ABOUT THIS EXERCISE:
Each line from the one that has "point: blue barrel" through the end of the entries below must be written out exactly; leave out all other lines.

═══ DATASET CONTENT

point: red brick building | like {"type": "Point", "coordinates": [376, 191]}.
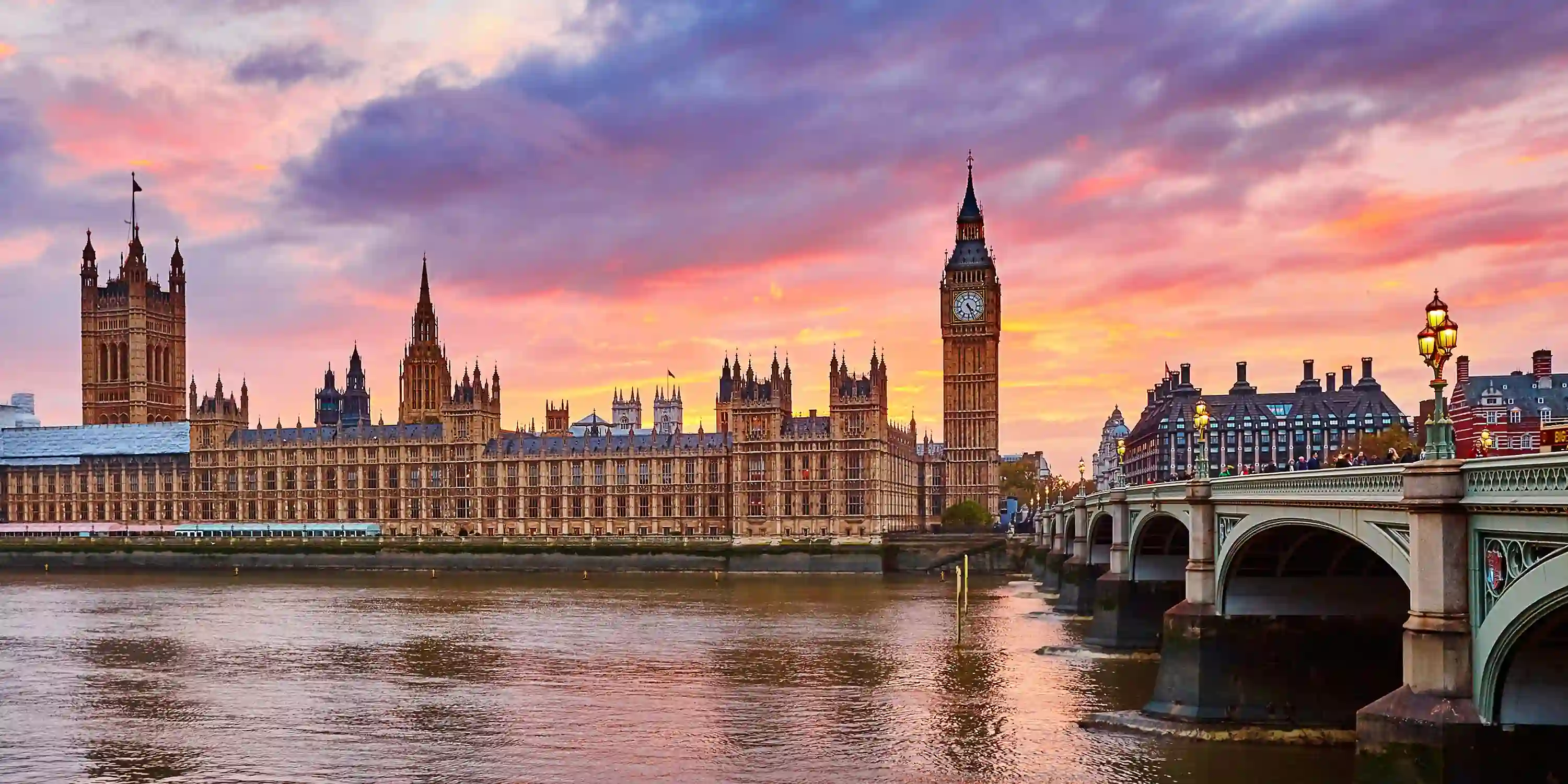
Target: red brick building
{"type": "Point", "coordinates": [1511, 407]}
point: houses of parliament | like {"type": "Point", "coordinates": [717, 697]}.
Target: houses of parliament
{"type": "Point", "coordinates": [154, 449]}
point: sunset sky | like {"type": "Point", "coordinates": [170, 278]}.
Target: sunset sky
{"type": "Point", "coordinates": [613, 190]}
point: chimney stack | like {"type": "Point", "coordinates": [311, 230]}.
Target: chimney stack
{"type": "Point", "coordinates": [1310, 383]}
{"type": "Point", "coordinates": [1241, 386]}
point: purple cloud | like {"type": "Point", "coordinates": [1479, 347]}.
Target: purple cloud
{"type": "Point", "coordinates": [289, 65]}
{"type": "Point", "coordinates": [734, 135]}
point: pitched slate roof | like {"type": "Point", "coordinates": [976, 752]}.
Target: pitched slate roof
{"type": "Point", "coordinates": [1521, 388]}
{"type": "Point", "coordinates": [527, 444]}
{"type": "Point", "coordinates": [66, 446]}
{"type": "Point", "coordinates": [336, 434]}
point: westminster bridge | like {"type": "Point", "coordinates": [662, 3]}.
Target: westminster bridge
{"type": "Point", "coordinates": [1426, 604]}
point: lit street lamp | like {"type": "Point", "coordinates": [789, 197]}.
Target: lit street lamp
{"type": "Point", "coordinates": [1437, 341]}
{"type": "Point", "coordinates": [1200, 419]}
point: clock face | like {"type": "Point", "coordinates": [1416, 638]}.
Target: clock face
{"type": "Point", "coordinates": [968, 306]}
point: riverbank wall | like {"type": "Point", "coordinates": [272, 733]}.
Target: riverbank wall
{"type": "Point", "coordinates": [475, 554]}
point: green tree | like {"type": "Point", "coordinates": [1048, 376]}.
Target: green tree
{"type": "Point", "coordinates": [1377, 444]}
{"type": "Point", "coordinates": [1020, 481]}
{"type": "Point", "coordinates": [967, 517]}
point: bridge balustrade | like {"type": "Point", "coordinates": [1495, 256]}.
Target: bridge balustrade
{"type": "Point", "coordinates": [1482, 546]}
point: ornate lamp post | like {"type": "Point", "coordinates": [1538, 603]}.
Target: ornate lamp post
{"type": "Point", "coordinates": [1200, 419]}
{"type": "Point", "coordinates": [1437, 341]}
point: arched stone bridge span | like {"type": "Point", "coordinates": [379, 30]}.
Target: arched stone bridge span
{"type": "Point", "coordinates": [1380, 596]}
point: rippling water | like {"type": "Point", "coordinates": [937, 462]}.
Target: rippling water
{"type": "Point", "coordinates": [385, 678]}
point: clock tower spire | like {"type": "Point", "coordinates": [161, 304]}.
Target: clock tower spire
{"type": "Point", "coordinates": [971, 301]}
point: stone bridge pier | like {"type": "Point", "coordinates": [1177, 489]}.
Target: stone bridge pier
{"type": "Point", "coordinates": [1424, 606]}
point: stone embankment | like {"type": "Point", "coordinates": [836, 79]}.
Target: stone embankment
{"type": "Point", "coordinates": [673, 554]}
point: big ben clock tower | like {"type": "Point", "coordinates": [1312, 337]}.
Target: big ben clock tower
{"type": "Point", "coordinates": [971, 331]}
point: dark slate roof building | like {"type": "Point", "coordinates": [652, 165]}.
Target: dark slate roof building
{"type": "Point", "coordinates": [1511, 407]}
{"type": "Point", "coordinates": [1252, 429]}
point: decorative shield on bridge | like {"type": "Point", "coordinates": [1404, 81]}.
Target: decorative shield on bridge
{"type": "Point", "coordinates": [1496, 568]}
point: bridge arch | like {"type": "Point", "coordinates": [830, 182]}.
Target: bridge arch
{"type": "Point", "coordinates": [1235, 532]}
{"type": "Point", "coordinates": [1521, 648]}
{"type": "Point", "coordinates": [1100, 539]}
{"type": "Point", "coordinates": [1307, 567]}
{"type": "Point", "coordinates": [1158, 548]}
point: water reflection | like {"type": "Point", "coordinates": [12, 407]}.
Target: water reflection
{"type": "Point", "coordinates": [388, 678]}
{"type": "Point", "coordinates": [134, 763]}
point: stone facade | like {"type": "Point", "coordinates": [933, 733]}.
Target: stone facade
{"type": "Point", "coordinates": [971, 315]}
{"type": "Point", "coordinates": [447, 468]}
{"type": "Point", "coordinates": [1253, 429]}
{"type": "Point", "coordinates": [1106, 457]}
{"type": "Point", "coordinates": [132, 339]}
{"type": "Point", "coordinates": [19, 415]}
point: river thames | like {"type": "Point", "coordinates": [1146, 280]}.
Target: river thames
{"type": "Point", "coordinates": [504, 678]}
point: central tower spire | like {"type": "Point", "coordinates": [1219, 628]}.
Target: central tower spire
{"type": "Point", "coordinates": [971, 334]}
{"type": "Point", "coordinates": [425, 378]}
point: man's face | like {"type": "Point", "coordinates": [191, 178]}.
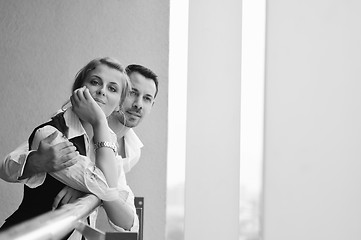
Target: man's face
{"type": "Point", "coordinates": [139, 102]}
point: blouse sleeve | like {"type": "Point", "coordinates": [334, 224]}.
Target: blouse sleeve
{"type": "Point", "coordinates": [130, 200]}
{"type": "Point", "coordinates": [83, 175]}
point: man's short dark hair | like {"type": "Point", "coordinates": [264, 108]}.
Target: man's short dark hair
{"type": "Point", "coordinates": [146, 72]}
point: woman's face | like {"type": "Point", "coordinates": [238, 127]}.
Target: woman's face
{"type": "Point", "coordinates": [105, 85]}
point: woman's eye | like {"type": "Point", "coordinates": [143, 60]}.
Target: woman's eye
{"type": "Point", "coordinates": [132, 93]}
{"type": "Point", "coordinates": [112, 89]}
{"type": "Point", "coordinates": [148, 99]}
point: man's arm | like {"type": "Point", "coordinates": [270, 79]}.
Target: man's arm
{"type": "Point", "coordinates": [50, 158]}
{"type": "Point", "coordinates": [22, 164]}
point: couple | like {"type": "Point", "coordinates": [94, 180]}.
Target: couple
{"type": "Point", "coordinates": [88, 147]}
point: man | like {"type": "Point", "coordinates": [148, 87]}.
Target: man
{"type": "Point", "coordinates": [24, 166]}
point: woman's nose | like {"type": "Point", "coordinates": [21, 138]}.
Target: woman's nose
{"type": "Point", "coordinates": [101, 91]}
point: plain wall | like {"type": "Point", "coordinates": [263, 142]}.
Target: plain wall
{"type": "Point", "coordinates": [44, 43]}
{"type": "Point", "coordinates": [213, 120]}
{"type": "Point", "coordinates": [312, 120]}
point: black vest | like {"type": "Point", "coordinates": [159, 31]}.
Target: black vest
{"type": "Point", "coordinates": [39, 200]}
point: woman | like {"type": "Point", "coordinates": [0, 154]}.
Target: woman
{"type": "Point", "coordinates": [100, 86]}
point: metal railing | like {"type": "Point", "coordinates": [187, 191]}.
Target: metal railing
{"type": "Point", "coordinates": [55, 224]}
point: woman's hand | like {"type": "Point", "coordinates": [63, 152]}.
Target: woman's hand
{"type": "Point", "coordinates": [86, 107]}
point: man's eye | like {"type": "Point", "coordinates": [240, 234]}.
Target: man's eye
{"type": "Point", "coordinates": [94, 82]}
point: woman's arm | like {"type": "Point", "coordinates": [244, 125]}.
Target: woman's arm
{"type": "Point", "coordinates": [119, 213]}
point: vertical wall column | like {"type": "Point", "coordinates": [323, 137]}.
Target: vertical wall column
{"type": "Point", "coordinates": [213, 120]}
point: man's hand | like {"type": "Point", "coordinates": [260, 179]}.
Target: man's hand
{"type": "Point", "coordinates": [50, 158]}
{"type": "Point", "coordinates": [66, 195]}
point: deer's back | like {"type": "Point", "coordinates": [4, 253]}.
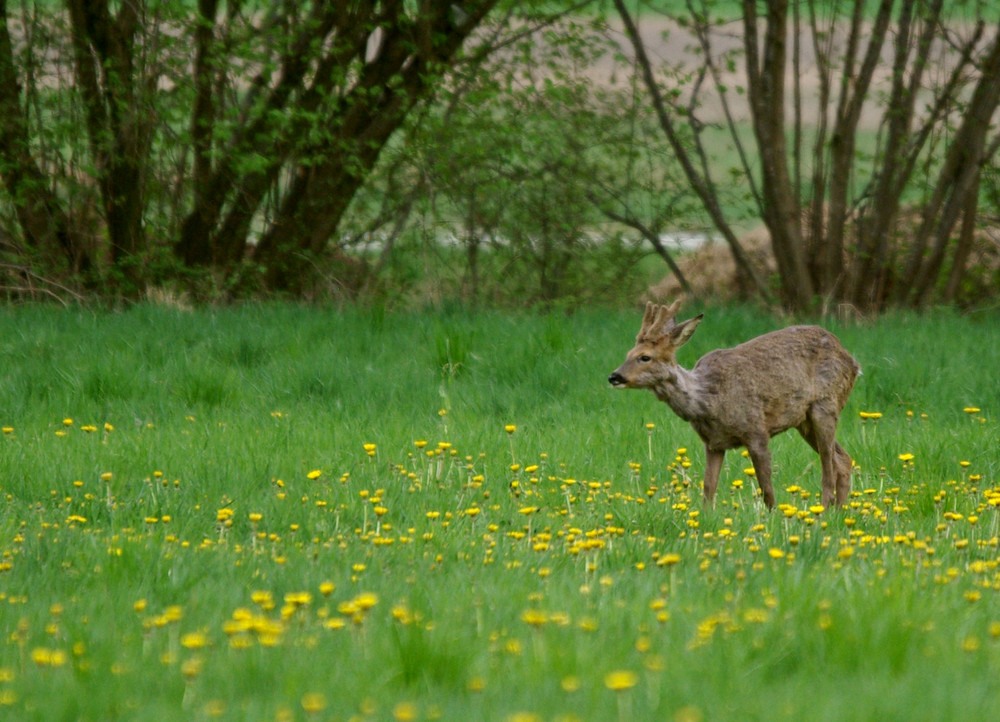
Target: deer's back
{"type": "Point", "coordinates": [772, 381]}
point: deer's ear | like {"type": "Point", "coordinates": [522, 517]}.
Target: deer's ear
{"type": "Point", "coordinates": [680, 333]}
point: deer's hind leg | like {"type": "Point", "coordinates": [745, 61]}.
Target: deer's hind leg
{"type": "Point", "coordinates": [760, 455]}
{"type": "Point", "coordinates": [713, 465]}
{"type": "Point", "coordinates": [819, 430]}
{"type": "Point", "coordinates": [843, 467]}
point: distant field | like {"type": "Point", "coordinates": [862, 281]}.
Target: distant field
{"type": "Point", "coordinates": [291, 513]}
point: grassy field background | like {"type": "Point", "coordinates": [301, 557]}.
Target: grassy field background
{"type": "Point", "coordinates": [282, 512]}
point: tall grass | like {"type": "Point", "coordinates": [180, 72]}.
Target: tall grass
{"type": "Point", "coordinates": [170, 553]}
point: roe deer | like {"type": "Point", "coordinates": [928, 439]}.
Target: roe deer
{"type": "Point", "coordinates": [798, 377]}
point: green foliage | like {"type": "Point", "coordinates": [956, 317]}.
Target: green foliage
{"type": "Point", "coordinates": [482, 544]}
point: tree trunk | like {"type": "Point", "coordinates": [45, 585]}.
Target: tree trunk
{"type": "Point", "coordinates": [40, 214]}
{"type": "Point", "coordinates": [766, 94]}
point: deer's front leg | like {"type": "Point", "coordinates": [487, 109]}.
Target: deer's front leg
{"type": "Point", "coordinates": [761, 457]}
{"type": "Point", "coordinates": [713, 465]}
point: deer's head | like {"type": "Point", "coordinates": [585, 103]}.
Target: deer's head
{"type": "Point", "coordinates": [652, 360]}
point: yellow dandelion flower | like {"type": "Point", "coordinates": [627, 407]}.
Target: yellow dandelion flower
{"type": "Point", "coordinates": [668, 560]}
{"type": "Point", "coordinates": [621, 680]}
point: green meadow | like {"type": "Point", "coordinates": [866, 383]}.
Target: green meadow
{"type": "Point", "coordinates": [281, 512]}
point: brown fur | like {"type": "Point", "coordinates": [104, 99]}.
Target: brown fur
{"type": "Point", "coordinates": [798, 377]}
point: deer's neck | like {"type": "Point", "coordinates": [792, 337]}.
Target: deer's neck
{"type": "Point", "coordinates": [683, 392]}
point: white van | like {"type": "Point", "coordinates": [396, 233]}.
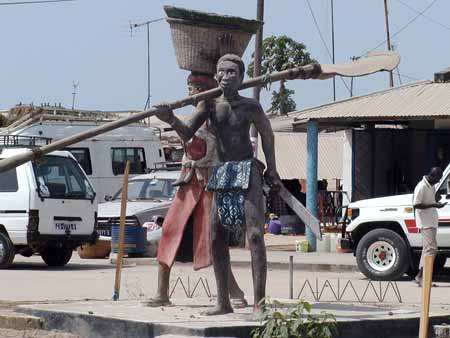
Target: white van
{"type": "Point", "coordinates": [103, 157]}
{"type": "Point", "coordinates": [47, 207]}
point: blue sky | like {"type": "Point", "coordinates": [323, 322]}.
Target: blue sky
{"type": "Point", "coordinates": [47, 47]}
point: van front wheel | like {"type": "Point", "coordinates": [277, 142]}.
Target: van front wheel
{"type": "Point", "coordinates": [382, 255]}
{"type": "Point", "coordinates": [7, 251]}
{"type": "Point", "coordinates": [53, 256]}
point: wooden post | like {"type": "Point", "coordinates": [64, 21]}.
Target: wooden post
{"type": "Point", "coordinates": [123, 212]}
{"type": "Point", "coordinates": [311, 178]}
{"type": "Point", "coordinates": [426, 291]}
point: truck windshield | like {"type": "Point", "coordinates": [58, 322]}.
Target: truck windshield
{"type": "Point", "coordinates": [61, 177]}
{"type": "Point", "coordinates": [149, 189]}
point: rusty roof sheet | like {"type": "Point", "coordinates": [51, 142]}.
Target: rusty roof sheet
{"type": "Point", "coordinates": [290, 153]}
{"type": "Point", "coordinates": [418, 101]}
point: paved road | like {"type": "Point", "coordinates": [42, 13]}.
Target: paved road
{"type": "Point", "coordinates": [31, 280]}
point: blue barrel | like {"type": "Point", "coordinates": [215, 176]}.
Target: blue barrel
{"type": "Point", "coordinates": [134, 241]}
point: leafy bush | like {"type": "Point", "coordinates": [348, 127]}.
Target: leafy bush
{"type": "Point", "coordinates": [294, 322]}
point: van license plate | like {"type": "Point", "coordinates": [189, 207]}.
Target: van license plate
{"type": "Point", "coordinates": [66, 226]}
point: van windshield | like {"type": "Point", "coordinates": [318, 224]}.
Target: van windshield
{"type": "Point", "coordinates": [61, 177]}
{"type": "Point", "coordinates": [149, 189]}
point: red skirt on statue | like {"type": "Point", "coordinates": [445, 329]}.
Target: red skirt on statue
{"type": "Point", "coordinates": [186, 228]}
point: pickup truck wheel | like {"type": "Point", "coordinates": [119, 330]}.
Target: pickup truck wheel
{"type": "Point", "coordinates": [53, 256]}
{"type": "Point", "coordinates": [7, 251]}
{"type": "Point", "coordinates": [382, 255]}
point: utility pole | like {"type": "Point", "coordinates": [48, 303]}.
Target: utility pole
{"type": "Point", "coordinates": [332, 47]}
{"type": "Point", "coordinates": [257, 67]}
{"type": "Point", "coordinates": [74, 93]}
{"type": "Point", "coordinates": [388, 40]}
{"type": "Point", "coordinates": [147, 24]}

══════

TASK SOLUTION:
point: blue barrel | like {"type": "Point", "coordinates": [215, 176]}.
Target: blue barrel
{"type": "Point", "coordinates": [134, 241]}
point: leafy bush | like {"type": "Point", "coordinates": [348, 127]}.
Target: leafy bush
{"type": "Point", "coordinates": [294, 322]}
point: van license plate | like {"type": "Point", "coordinates": [189, 207]}.
Target: van license plate
{"type": "Point", "coordinates": [66, 226]}
point: van windshield | like {"type": "Point", "coordinates": [318, 224]}.
Target: van windshield
{"type": "Point", "coordinates": [61, 177]}
{"type": "Point", "coordinates": [149, 189]}
point: red skirt on statue | like {"type": "Point", "coordinates": [445, 329]}.
Target: red skirt on statue
{"type": "Point", "coordinates": [186, 228]}
point: pickup truck wheel | like {"type": "Point", "coordinates": [119, 330]}.
Target: pickup truck wheel
{"type": "Point", "coordinates": [53, 256]}
{"type": "Point", "coordinates": [7, 251]}
{"type": "Point", "coordinates": [382, 255]}
point: utility pole | like {"type": "Point", "coordinates": [48, 303]}.
Target: utility pole
{"type": "Point", "coordinates": [332, 47]}
{"type": "Point", "coordinates": [257, 67]}
{"type": "Point", "coordinates": [74, 93]}
{"type": "Point", "coordinates": [388, 40]}
{"type": "Point", "coordinates": [147, 24]}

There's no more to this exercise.